Work instructions
**A)** Which five places does Dan Buettner call "blue zones" in the blue zones passage?
**B)** Please resume the blue zones passage after its last sentence, keeping its voice and subject.

** Opening Passage block **

WASHINGTON — The secret to a long life doesn’t involve years of perpetual dieting and intense exercise regimes.
According to Dan Buettner, it’s all about adjusting your environment.
For several years, Buettner, a National Geographic Fellow, traveled around the world and studied communities where people live long, healthy lives. He dubs these five locations — Okinawa, Japan; Loma Linda, California; Costa Rica’s Nicoya Peninsula; the Greek island of Ikaria; and the Italian island of Sardinia — “blue zones.”
It was in the blue zones where he discovered the key to longevity.
“The secret is getting away from the notion that we can change our behavior,” said Buettner, author of the new book “The Blue Zones Solution: Eating and Living Like the World’s Healthiest People.”
“Modifying our behavior through diet or exercise programs sometimes works in the short-run, but it universally fails in the long-run. What does work — and we learned this in all blue zones — people who are making it to 100 are not doing so because they are trying to do so, they’re doing so because their environments are set up in the right way.”
In these communities, the cheapest, most accessible and delicious foods happen to be the healthiest. Residents are nudged to move every 20 minutes — and not just because they are trying to get in their “steps” for the day, but because it’s a way of life.

** Closing Passage block **
** Opening Supplied entries block **

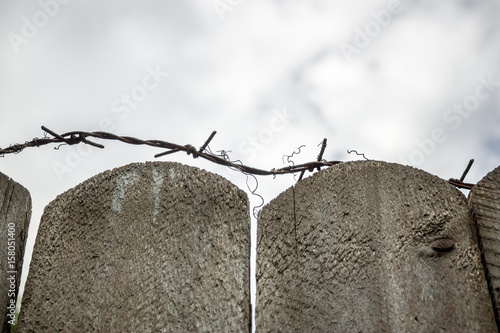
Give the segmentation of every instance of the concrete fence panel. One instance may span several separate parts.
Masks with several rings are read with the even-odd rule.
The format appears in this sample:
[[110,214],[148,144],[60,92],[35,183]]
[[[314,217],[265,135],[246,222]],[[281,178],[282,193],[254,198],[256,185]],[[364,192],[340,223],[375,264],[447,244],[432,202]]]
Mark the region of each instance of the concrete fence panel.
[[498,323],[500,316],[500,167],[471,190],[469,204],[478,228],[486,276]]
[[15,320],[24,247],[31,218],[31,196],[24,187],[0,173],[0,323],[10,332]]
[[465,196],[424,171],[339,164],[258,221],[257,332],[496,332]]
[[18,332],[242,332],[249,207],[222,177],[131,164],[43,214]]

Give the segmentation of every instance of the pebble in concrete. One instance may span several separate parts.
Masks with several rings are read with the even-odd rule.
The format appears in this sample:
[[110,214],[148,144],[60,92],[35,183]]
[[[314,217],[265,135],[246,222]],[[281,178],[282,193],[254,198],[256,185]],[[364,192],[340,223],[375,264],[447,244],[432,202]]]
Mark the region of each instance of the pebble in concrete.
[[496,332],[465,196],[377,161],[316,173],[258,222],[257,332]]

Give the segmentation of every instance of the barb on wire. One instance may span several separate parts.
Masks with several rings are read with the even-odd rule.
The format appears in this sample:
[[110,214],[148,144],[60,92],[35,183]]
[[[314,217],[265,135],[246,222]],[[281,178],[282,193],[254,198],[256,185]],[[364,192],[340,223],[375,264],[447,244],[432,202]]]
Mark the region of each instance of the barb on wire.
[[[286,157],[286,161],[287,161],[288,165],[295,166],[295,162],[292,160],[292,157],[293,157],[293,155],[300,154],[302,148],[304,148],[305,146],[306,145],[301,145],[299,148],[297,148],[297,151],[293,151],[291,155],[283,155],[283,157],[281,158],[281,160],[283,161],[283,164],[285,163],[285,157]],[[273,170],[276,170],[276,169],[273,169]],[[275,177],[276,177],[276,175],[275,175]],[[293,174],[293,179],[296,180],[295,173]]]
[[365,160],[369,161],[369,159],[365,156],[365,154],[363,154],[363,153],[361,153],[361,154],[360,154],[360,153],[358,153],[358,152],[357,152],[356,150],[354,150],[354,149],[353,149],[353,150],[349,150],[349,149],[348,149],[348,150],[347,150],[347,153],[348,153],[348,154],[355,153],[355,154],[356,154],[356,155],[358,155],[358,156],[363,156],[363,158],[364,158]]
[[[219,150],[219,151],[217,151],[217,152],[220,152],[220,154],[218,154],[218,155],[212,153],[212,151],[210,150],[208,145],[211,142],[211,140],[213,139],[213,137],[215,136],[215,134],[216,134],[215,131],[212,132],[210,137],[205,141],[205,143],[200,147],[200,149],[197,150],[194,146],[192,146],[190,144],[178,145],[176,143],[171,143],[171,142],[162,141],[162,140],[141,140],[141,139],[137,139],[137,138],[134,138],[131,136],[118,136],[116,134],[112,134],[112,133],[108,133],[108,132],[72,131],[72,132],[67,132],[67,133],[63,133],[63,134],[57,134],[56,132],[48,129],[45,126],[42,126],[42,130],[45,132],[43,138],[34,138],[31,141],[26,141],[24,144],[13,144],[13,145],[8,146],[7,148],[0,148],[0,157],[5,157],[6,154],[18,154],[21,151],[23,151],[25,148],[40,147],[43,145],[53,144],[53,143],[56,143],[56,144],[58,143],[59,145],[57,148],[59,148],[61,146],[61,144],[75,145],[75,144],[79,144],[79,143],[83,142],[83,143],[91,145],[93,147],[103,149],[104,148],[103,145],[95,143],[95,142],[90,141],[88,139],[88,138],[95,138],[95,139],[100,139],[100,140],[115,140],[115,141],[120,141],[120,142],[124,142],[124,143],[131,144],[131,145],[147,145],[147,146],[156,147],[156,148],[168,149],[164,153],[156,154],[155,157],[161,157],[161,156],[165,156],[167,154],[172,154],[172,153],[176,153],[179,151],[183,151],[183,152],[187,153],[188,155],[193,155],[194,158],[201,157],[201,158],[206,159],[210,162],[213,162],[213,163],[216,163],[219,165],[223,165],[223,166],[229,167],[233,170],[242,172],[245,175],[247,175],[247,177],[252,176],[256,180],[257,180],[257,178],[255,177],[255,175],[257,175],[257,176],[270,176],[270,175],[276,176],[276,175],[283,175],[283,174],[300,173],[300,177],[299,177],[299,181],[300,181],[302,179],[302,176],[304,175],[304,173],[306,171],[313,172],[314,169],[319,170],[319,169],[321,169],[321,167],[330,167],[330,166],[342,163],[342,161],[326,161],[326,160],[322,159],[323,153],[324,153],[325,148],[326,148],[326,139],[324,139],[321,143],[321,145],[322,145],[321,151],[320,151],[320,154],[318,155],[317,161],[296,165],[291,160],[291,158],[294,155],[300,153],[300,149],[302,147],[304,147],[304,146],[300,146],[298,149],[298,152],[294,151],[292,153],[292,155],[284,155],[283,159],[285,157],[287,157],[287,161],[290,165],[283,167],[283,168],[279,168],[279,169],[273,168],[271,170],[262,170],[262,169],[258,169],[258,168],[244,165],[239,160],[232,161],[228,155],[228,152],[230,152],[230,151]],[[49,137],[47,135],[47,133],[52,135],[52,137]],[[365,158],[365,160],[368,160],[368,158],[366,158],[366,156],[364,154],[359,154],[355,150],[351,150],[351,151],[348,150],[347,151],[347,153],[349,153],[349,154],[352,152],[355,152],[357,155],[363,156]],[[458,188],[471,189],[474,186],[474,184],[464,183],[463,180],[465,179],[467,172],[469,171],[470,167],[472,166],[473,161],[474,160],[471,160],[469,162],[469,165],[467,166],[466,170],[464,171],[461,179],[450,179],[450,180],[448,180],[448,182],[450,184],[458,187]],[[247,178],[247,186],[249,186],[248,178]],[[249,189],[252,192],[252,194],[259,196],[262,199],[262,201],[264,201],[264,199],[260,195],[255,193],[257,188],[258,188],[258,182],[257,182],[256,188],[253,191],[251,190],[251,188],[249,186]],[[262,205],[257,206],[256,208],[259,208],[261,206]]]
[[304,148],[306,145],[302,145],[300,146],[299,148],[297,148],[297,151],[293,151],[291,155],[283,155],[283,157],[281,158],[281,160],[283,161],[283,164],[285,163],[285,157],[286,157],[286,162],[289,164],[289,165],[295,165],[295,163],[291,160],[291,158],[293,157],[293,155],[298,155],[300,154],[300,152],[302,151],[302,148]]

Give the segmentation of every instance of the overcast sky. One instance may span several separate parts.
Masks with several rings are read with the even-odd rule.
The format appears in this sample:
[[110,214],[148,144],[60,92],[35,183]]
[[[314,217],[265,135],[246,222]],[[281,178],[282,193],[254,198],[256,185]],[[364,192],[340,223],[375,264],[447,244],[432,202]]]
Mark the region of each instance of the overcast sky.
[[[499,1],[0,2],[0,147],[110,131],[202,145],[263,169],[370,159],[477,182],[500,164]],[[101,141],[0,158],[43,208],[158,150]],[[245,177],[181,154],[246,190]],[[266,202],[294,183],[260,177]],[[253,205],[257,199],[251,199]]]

** Closing Supplied entries block **

Answers below
**A)** Okinawa, Japan; Loma Linda, California; Costa Rica's Nicoya Peninsula; the Greek island of Ikaria; and the Italian island of Sardinia.

**B)**
They also live in tight-knit communities where being lonely isn’t possible.
“The option to implode in your suburban home in the basement on the computer just doesn’t exist [in the blue zones],” Buettner said.
Currently, Buettner, along with a team of researchers, is taking lessons learned from these global communities and applying them to 42 American cities. He’s working with local governments to adopt policies that favor healthy foods and people-friendly streets, and with restaurants and schools to serve more naturally healthy foods.
Of course, it’s also up to individuals to implement a few “blue-zone friendly” changes at home. Here’s Buettner’s advice for doing just that:
Put the low-carb diet to rest. Buettner says all of the blue-zone communities eat diets that are heavy in carbohydrates. In fact, about 65 percent of blue-zone diets consist of carbohydrates.
The difference is, the carbohydrates that blue-zone residents eat aren’t preservative-laden; they’re plant-based, complex carbohydrates.
Another thing blue-zone communities have in common is their intake of nuts and beans. Residents in blue zones eat about a handful of nuts and about 1 cup of beans every day.
“And if you’re eating about a cup of beans a day, it’s probably adding about three or four years to your life expectancy,” Buettner said.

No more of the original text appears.